## [Task prompt]
Each line below is to be copied exactly as it appears.

(Data for this exercise)

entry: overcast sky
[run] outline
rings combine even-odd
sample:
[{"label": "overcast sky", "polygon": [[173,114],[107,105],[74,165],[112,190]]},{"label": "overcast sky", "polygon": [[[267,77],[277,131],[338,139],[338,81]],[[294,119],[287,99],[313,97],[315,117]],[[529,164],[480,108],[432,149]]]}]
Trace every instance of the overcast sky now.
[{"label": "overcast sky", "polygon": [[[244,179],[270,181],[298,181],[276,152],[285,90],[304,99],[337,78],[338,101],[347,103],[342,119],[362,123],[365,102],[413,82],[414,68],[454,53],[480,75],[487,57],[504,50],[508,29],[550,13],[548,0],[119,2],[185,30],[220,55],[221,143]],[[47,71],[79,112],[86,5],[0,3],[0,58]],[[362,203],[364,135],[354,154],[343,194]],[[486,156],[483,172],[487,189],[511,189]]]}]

(End Data for this exercise)

## [Answer to the problem]
entry: overcast sky
[run] outline
rings combine even-odd
sample:
[{"label": "overcast sky", "polygon": [[173,114],[107,105],[74,165],[112,190]]},{"label": "overcast sky", "polygon": [[[267,77],[277,131],[338,139],[338,81]],[[294,119],[287,99],[313,97],[315,117]],[[529,164],[480,108],[432,149]]]}]
Trace every instance of the overcast sky now.
[{"label": "overcast sky", "polygon": [[[244,179],[270,181],[298,181],[276,152],[285,90],[304,99],[337,78],[338,101],[347,103],[342,119],[362,123],[365,102],[413,82],[414,68],[454,53],[480,75],[487,57],[504,50],[508,29],[550,13],[548,0],[119,2],[185,30],[220,55],[221,143]],[[47,71],[79,112],[86,5],[0,3],[0,58]],[[362,203],[364,135],[354,154],[343,194]],[[486,156],[483,172],[487,189],[511,189]]]}]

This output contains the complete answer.